- [SUPPLIED INFORMATION]:
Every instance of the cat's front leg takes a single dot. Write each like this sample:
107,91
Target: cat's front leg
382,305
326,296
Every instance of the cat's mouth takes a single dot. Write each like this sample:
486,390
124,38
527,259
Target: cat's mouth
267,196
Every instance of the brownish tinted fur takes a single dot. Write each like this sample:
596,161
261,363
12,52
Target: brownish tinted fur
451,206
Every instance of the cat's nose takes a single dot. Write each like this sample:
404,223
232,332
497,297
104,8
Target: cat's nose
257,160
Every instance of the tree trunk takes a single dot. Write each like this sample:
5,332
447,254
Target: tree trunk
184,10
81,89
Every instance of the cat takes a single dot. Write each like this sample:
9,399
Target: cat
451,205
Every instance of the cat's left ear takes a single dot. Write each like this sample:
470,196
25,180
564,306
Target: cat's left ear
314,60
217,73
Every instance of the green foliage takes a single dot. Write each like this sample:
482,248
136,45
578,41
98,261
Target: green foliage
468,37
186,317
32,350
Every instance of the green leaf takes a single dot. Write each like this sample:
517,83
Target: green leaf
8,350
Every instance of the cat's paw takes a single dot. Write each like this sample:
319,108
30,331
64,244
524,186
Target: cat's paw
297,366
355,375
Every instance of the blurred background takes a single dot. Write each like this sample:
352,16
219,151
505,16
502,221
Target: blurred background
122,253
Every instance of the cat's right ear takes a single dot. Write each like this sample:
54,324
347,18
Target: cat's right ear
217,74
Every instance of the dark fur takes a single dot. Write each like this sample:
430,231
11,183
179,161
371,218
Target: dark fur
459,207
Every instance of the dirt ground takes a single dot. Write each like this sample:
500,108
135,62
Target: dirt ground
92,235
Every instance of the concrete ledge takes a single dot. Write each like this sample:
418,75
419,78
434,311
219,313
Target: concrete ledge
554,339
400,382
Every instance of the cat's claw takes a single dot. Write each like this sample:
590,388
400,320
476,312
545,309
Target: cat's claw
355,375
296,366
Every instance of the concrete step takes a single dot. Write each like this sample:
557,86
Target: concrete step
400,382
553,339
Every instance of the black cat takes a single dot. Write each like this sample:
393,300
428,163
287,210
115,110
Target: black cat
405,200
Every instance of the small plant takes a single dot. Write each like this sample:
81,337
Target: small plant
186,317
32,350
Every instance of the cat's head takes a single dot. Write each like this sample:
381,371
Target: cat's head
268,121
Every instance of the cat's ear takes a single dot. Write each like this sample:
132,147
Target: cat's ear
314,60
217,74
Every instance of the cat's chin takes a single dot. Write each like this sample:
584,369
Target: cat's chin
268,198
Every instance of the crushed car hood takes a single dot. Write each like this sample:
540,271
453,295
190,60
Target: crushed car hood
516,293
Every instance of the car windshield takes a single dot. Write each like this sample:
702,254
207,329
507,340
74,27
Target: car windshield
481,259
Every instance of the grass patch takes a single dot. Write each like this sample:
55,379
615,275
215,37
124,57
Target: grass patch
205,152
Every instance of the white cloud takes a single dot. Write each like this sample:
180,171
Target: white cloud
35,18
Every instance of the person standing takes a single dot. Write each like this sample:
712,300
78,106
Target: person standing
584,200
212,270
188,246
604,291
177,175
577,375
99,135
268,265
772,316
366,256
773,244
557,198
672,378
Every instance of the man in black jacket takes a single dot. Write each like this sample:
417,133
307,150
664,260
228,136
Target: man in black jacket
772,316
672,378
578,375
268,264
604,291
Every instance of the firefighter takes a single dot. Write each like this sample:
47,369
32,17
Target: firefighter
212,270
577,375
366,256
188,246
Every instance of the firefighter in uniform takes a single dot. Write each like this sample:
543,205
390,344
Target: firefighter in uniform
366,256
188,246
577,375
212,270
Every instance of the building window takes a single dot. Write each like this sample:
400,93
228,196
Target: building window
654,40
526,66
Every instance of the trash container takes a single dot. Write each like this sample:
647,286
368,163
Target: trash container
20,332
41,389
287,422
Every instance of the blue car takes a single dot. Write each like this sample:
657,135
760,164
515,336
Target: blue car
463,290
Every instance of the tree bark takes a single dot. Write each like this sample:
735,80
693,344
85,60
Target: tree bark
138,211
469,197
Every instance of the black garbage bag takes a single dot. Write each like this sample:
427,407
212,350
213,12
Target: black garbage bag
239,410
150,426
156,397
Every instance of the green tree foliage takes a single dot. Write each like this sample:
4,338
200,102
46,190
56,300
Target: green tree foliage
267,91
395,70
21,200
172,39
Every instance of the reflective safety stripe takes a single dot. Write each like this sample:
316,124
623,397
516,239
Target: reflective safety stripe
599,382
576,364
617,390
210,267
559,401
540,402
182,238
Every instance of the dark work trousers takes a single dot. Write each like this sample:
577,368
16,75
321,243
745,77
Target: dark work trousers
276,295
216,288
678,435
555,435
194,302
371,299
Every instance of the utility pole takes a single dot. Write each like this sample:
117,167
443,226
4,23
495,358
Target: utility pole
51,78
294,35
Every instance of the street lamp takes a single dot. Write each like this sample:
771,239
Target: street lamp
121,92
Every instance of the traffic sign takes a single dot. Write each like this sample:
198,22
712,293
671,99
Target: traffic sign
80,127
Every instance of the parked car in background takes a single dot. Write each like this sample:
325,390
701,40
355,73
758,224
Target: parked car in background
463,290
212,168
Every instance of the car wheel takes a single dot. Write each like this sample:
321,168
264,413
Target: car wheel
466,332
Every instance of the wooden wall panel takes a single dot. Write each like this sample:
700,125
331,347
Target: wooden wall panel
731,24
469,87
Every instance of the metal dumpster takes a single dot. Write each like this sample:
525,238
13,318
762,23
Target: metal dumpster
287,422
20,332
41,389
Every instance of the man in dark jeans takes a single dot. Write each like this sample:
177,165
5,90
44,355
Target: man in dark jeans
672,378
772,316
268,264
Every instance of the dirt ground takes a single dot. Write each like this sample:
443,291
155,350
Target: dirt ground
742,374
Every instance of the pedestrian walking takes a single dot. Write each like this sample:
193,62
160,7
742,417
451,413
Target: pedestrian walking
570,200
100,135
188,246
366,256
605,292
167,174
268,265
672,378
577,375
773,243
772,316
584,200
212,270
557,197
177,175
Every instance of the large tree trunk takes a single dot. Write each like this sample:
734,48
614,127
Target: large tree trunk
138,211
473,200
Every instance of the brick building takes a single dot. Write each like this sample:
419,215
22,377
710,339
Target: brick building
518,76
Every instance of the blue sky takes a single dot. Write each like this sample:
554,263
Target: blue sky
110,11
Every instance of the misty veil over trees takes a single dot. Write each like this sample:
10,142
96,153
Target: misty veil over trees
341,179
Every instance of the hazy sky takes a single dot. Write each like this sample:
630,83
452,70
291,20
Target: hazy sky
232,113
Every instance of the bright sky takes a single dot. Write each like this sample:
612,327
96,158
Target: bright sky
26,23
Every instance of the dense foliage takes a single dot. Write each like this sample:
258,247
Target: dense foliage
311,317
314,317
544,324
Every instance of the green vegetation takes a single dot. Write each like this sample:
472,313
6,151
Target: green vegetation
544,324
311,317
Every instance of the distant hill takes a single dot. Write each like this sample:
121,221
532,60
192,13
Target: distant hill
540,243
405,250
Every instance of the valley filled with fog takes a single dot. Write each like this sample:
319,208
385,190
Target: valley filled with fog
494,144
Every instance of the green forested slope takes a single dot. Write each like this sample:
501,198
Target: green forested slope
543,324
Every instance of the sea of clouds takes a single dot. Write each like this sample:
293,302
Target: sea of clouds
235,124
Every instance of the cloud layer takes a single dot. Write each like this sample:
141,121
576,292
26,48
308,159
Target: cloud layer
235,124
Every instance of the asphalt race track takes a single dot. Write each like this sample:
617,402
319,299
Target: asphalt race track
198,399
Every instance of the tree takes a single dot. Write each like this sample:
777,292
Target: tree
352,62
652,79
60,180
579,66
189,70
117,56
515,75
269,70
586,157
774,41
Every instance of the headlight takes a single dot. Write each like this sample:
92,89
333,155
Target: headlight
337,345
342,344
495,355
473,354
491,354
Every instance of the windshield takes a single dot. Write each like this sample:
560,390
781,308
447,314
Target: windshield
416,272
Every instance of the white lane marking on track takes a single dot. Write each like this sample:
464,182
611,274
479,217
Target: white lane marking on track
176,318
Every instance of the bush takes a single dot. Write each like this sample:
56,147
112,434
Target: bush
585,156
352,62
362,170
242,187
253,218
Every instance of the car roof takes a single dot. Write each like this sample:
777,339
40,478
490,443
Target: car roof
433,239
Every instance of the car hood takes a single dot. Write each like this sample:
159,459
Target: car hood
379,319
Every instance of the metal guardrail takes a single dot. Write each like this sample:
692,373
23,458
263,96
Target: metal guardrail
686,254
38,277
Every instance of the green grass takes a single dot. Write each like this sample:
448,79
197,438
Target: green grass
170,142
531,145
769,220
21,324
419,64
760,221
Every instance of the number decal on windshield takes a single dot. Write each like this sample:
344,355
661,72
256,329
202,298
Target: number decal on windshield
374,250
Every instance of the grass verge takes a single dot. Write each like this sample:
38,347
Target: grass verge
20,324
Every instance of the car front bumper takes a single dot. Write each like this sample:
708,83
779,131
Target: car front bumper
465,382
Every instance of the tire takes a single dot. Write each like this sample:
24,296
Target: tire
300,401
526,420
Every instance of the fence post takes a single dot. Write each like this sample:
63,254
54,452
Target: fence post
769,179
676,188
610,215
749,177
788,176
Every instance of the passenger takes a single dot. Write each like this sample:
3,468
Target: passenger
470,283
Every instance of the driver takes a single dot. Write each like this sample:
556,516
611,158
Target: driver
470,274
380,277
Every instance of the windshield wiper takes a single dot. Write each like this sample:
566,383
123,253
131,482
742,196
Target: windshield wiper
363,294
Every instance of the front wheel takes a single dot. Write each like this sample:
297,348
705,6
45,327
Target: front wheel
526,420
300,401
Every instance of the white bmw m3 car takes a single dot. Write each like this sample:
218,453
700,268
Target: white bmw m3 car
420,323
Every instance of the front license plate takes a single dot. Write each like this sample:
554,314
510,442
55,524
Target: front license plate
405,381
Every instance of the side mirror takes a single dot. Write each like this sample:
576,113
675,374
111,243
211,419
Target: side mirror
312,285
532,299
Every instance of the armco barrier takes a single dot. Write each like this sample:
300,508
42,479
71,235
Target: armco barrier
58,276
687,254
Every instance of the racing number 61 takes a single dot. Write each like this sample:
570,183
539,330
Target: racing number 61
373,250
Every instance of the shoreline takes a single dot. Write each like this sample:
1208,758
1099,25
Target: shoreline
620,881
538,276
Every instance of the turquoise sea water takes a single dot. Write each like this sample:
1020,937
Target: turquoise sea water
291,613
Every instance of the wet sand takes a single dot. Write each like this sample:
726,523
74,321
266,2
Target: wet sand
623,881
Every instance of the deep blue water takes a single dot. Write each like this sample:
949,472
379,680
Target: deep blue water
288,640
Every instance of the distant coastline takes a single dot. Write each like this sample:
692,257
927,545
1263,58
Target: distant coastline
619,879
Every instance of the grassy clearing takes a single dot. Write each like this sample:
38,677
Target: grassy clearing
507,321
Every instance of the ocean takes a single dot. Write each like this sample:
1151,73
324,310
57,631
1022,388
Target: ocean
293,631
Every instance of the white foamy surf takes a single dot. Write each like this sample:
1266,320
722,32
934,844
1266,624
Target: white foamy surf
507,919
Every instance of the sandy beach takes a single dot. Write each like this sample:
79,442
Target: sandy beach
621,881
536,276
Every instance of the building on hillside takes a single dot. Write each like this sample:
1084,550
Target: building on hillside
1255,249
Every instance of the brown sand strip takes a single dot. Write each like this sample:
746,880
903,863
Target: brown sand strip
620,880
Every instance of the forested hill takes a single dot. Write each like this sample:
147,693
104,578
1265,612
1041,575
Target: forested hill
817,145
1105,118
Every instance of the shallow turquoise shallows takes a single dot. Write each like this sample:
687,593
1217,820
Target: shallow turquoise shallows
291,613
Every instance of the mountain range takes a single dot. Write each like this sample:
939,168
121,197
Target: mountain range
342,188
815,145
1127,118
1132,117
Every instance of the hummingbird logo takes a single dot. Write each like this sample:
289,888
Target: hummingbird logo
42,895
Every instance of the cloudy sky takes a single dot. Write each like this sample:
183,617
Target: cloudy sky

- [YOUR OBJECTIVE]: Scan the data above for the word "cloudy" and report every line where it is found.

- [SOLUTION]:
Every instance of the cloudy sky takes a single dot. Write each like this sample:
Target: cloudy sky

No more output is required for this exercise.